Rows excerpted from a collection

*****

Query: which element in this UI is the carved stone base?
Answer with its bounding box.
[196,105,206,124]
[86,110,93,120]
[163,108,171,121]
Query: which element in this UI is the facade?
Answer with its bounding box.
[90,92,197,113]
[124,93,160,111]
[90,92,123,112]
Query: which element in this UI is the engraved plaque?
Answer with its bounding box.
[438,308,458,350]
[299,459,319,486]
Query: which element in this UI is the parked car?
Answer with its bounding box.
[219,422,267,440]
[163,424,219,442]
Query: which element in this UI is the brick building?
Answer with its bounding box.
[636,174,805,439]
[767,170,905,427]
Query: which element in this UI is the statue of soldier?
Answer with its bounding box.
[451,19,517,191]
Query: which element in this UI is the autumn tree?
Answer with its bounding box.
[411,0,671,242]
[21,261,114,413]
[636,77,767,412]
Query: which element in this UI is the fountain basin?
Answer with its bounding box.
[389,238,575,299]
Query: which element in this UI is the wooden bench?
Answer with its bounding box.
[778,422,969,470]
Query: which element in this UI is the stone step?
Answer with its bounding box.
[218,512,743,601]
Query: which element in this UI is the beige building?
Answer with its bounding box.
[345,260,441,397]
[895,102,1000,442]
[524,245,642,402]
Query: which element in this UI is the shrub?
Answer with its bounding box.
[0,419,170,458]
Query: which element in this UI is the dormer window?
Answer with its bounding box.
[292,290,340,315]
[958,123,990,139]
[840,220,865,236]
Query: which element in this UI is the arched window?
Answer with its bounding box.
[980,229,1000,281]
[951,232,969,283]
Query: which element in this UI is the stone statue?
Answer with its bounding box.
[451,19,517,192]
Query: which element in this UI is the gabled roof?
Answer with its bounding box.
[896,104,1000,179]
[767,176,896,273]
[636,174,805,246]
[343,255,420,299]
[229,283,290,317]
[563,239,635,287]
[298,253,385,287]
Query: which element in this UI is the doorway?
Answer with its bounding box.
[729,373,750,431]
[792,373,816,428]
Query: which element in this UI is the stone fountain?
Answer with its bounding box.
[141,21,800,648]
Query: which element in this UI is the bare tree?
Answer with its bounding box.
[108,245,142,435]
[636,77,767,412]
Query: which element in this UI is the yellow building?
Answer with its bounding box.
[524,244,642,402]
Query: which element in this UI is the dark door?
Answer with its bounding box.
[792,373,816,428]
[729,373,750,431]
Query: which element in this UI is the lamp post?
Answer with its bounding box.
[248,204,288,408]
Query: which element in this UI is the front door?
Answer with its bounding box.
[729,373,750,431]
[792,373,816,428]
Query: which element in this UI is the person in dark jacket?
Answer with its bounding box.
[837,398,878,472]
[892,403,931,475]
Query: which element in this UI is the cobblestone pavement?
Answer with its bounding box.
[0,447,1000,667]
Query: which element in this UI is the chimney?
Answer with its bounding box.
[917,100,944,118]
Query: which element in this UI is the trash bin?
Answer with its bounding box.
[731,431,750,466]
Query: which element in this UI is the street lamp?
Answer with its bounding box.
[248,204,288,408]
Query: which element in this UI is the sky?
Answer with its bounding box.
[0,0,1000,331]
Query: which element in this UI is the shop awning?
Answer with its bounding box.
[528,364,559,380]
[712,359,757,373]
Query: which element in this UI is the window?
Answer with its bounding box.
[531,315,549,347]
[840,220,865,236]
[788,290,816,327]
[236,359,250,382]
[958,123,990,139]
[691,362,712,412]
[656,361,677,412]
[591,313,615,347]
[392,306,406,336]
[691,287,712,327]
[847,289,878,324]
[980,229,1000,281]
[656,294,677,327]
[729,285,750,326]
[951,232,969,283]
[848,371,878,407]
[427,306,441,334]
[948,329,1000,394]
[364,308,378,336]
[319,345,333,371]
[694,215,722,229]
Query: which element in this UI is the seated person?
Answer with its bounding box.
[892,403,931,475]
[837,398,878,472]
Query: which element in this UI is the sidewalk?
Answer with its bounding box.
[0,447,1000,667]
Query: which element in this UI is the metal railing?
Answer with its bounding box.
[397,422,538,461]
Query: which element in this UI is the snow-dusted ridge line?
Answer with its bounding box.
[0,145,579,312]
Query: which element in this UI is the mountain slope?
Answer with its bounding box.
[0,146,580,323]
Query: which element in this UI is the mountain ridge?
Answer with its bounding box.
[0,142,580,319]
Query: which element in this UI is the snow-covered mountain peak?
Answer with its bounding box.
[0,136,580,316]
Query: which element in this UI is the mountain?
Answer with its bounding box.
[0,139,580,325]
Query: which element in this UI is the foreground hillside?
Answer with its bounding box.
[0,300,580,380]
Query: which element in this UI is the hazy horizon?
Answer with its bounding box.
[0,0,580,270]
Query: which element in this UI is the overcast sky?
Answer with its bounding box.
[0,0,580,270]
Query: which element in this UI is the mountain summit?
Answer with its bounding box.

*****

_Exercise objective_
Please write out all the rows above again, swapping "bounding box" for "enclosing box" wherever it occurs and keeping everything else the same.

_Answer in full_
Query: which element in this UI is the carved stone base?
Answer with its enclosing box.
[196,105,206,124]
[86,110,93,120]
[163,108,171,121]
Query: which element in this UI is the facade?
Answer with its enclosing box.
[90,92,197,113]
[124,93,160,111]
[90,92,123,112]
Query: which element in this UI is the engraved plaque?
Answer with its enclosing box.
[438,308,458,350]
[299,459,319,486]
Query: which element in this UI is the parked car?
Answer with its enclosing box.
[219,422,267,440]
[163,424,219,442]
Query: which element in this UI is the brick building?
Answer with its enclosing box.
[636,174,805,439]
[767,170,905,427]
Query: which element in this UI is the statue of soldier?
Answer with its enclosing box.
[451,19,517,191]
Query: which element in this UI is the autumn tree?
Answer with its enclosing box.
[411,0,671,242]
[21,261,114,413]
[636,77,767,412]
Query: which element in this UI is the fountain basin?
Answer with its enclosing box.
[389,238,575,299]
Query: which element in this UI is the wooden bench?
Answer with its enclosing box.
[778,422,969,470]
Query: which element in this UI is the stone step?
Answer with its enclosing box.
[218,512,743,601]
Query: which element in this UI is the beige building?
Answer with its enclosing box.
[345,260,441,397]
[895,102,1000,442]
[524,245,642,402]
Query: which element in this UI is the shrub?
Answer with its enclosing box.
[0,419,170,458]
Query: which element in this UI is the dormer window?
Answer with its enclosing box.
[292,290,340,315]
[958,123,990,139]
[840,220,865,236]
Query: which element in this UI is the arched window?
Answer with its enclosing box.
[980,229,1000,281]
[951,232,969,283]
Query: which element in this UI is the stone statue?
Answer with its enclosing box.
[451,19,517,192]
Query: which element in this UI is the gabled roof?
Answer with its enclosing box.
[896,104,1000,179]
[767,176,896,273]
[636,174,805,246]
[343,255,420,299]
[229,283,290,317]
[563,239,635,287]
[298,253,385,287]
Query: which element in this UI is the doorway?
Answer with its enclosing box.
[729,373,750,431]
[792,373,816,428]
Query: which element in this UI is the stone fountain?
Answer with its enclosing box.
[141,21,800,648]
Query: which element in this UI is the bare tree?
Answer with its enclosing box.
[108,245,142,435]
[636,77,767,412]
Query: which element in this UI is the yellow building?
Answer with its enclosing box.
[524,244,642,402]
Query: which element in this UI is the dark door?
Answer with its enclosing box.
[792,373,816,428]
[729,373,750,431]
Query: which element in this UI is the lamp post?
Answer with its enclosing box.
[248,204,288,408]
Query: which element in this UI is the front door?
Answer with its enclosing box.
[729,373,750,431]
[792,373,816,428]
Query: which element in this UI is the person in dark jacket?
Answer with its enclosing box.
[837,398,878,472]
[892,403,931,475]
Query: which element in this UI is the cobblestone pavement?
Answer with its enclosing box.
[0,447,1000,667]
Query: which element in this UI is the chimney?
Answer with its enclosing box.
[917,100,944,118]
Query: which element in this UI is the trash bin?
Answer with its enclosing box.
[731,431,750,466]
Query: which element in this UI is the street lamp?
Answer with its enclosing box.
[248,204,288,408]
Query: which element in this UI is the sky?
Answer with its enclosing box.
[0,0,1000,331]
Query: which element in this UI is the shop awning?
Answer with its enclosing box.
[528,364,559,380]
[712,359,757,373]
Query: which element in this UI is the window?
Answer with its enclosing box.
[531,315,549,347]
[840,220,865,236]
[788,290,816,327]
[236,359,250,382]
[958,123,990,139]
[691,362,712,412]
[656,361,677,412]
[591,313,615,347]
[392,306,406,336]
[691,287,712,327]
[847,289,878,324]
[980,229,1000,281]
[656,294,677,327]
[729,285,750,326]
[951,232,969,283]
[848,371,878,407]
[427,306,441,334]
[948,329,1000,394]
[364,308,378,336]
[319,345,333,371]
[694,215,722,229]
Query: which element in this UI is the seated person?
Answer with its enclosing box.
[892,403,931,475]
[837,398,878,472]
Query: which element in this UI is the sidewalk?
Answer with its enclosing box.
[0,447,1000,667]
Query: which element in this UI is the metal railing?
Answer with its enclosing box.
[397,422,538,461]
Query: which element in this UI is the snow-dusted ridge line?
Answer with its enclosing box.
[0,145,579,312]
Query: which element in this UI is the mountain slope?
Answer with its enclosing box.
[0,146,580,323]
Query: which element in this UI is the mountain ridge?
Answer with its enclosing box.
[0,142,580,319]
Query: which element in this UI is the snow-covered mountain peak?
Answer with its enclosing box.
[0,136,580,316]
Query: which element in this UI is the mountain?
Answer with its enclosing box.
[0,139,580,325]
Query: which element in this UI is the foreground hillside?
Answer with its enclosing box.
[0,300,580,380]
Query: which element in this UI is the hazy horizon?
Answer with its enclosing box.
[0,0,580,270]
Query: which element in this UI is the overcast sky?
Answer with its enclosing box.
[0,0,580,270]
Query: which element in this UI is the mountain summit?
Answer with its enclosing box.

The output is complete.